> WORK TO BE COMPLETED
Copy the stretch of the job scheduler article that opens with "Main concepts" and closes with "Streams, and Users.", switching "Job Streams" to "Job Chains".

> READING PASSAGE
%%

Job scheduler

Last updated September 24, 2024

A job scheduler is a computer application for controlling unattended background program execution of jobs.^[1] This is commonly called batch scheduling, as execution of non-interactive jobs is often called batch processing, though traditional job and batch are distinguished and contrasted; see that page for details. Other synonyms include batch system, distributed resource management system (DRMS), distributed resource manager (DRM), and, commonly today, workload automation (WLA). The data structure of jobs to run is known as the job queue.

Modern job schedulers typically provide a graphical user interface and a single point of control for definition and monitoring of background executions in a distributed network of computers. Increasingly, job schedulers are required to orchestrate the integration of real-time business activities with traditional background IT processing across different operating system platforms and business application environments.

Job scheduling should not be confused with process scheduling, which is the assignment of currently running processes to CPUs by the operating system.

Overview

Basic features expected of job scheduler software include:

interfaces which help to define workflows and/or job dependencies
automatic submission of executions
interfaces to monitor the executions
priorities and/or queues to control the execution order of unrelated jobs

If software from a completely different area includes all or some of those features, this software can be considered to have job scheduling capabilities.

Most operating systems, such as Unix and Windows, provide basic job scheduling capabilities, notably by at and batch, cron, and the Windows Task Scheduler. Web hosting services provide job scheduling capabilities through a control panel or a webcron solution. Many programs such as DBMS, backup, ERPs, and BPM also include relevant job-scheduling capabilities. Operating system ("OS") or point program supplied job-scheduling will not usually provide the ability to schedule beyond a single OS instance or outside the remit of the specific program. Organizations needing to automate unrelated IT workload may also leverage further advanced features from a job scheduler, such as:

real-time scheduling based on external, unpredictable events
automatic restart and recovery in event of failures
alerting and notification to operations personnel
generation of incident reports
audit trails for regulatory compliance purposes

These advanced capabilities can be written by in-house developers but are more often provided by suppliers who specialize in systems-management software.

Main concepts

There are many concepts that are central to almost every job scheduler implementation and that are widely recognized with minimal variations: Jobs, Dependencies, Job Streams, and Users.

Beyond the basic, single OS instance scheduling tools there are two major architectures that exist for Job Scheduling software.

Master/Agent architecture — the historic architecture for Job Scheduling software. The Job Scheduling software is installed on a single machine (Master), while on production machines only a very small component (Agent) is installed that awaits commands from the Master, executes them, then returns the exit code back to the Master.
Cooperative architecture — a decentralized model where each machine is capable of helping with scheduling and can offload locally scheduled jobs to other cooperating machines. This enables dynamic workload balancing to maximize hardware resource utilization and high availability to ensure service delivery.

History

Job Scheduling has a long history. Job Schedulers have been one of the major components of IT infrastructure since the early mainframe systems. At first, stacks of punched cards were processed one after the other, hence the term "batch processing".

From a historical point of view, we can distinguish two main eras about Job Schedulers:

The mainframe era
- Job Control Language (JCL) on IBM mainframes. Initially based on JCL functionality to handle dependencies, this era is typified by the development of sophisticated scheduling solutions (such as Job Entry Subsystem 2/3) forming part of the systems management and automation toolset on the mainframe.

%%

> DATA
%%

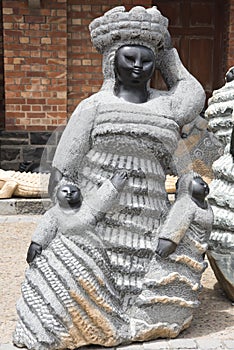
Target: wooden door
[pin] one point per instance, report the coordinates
(197, 28)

%%

> SOLUTION
Main concepts

There are many concepts that are central to almost every job scheduler implementation and that are widely recognized with minimal variations: Jobs, Dependencies, Job Chains, and Users.